** Start Passage **

Web posted Jan. 16, 2002
(WASHINGTON, Jan. 16) -- Arthur Andersen LLP, the accounting firm that has been implicated in the collapse of Enron Corp., was a top contributor to President George W. Bush's political campaigns. (See the tables below)
Since 1998, Andersen and its employees have contributed $212,825 to Bush, including $25,000 in donations to Bush's inaugural celebration when he was governor of the state of Texas. The total makes Andersen one of Bush's biggest financial backers.
Overall, since 1998, Andersen has spent $8.1 million to influence the federal government, including $6 million on lobbying expenditures.
Like its client Enron, Andersen had strong ties to the Bush campaign and administration. Two former lobbyists for the firm now occupy high-level positions in the administration.
Stephen Goddard Jr., a managing partner in charge of Andersen's Houston office who was relieved of management responsibilities on January 15, 2001, was a Bush "pioneer," meaning he raised at least $100,000 for Bush's presidential campaign.
Andersen's political action committees also gave generously to members of Congress. They contributed $27,000 to Rep. Billy Tauzin (R-La.) over the last three years. Tauzin, the chairman of the House Energy and Commerce Committee, is currently leading one of the congressional investigations of Enron and Andersen. Over the last three years, he's been the top congressional recipient of Andersen political action committee contributions, according to the Center for Responsive Politics.
Andersen is in the midst of growing investigations into the collapse of energy giant Enron Corp., which filed for bankruptcy in December following a company disclosure that it had hidden massive amounts of debt off its balance sheet. Andersen was the company's independent auditor, and assured investors that, in their opinion, the company's financial statements presented "fairly, in all material respects, the financial position of Enron Corp."
Andersen has admitted to destroying a "significant but undetermined number" of documents relating to the Enron audit. The firm announced it fired the partner in charge of Enron's audits, David B. Duncan, who rushed subordinates to shred records of Enron's audits that had been requested, but not yet subpoenaed, by government investigators.
Like Enron, Andersen is a defendant in shareholder lawsuits that allege the firm did not properly disclose Enron's financial position to investors.
Andersen, a huge accounting and consulting business with 85,000 employees in 84 countries, has been a prodigious spender on other political activities.

** End Passage **
** Start Extracted entries **

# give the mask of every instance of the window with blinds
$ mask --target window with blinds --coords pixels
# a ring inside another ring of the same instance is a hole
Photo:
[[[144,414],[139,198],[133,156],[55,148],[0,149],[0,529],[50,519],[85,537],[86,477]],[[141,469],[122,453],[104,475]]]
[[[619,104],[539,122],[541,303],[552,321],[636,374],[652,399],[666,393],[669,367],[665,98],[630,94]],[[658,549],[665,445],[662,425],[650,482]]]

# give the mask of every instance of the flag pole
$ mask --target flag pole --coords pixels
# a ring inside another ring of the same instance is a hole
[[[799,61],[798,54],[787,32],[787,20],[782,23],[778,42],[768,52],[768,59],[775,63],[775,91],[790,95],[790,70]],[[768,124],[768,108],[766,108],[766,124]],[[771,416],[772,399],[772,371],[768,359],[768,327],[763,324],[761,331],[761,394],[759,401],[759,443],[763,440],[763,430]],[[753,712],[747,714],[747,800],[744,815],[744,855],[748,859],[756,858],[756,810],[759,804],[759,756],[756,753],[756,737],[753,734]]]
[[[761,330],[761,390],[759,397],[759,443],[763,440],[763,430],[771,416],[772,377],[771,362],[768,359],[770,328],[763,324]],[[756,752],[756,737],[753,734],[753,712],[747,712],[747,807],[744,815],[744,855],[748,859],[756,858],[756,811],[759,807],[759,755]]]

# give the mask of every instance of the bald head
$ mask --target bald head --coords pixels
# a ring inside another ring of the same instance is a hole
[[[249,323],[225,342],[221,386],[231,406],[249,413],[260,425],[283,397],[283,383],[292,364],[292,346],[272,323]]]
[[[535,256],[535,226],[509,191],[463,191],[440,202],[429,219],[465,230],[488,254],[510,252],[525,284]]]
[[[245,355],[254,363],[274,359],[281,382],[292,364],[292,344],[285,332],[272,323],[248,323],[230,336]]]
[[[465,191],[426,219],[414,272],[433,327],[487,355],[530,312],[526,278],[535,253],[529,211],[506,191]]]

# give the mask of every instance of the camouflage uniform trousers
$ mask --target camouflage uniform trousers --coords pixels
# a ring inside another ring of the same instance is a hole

** End Extracted entries **

- Request
Please copy the Arthur Andersen article above word for word, starting at "Andersen's political action" and ending at "for Responsive Politics.".

- Right answer
Andersen's political action committees also gave generously to members of Congress. They contributed $27,000 to Rep. Billy Tauzin (R-La.) over the last three years. Tauzin, the chairman of the House Energy and Commerce Committee, is currently leading one of the congressional investigations of Enron and Andersen. Over the last three years, he's been the top congressional recipient of Andersen political action committee contributions, according to the Center for Responsive Politics.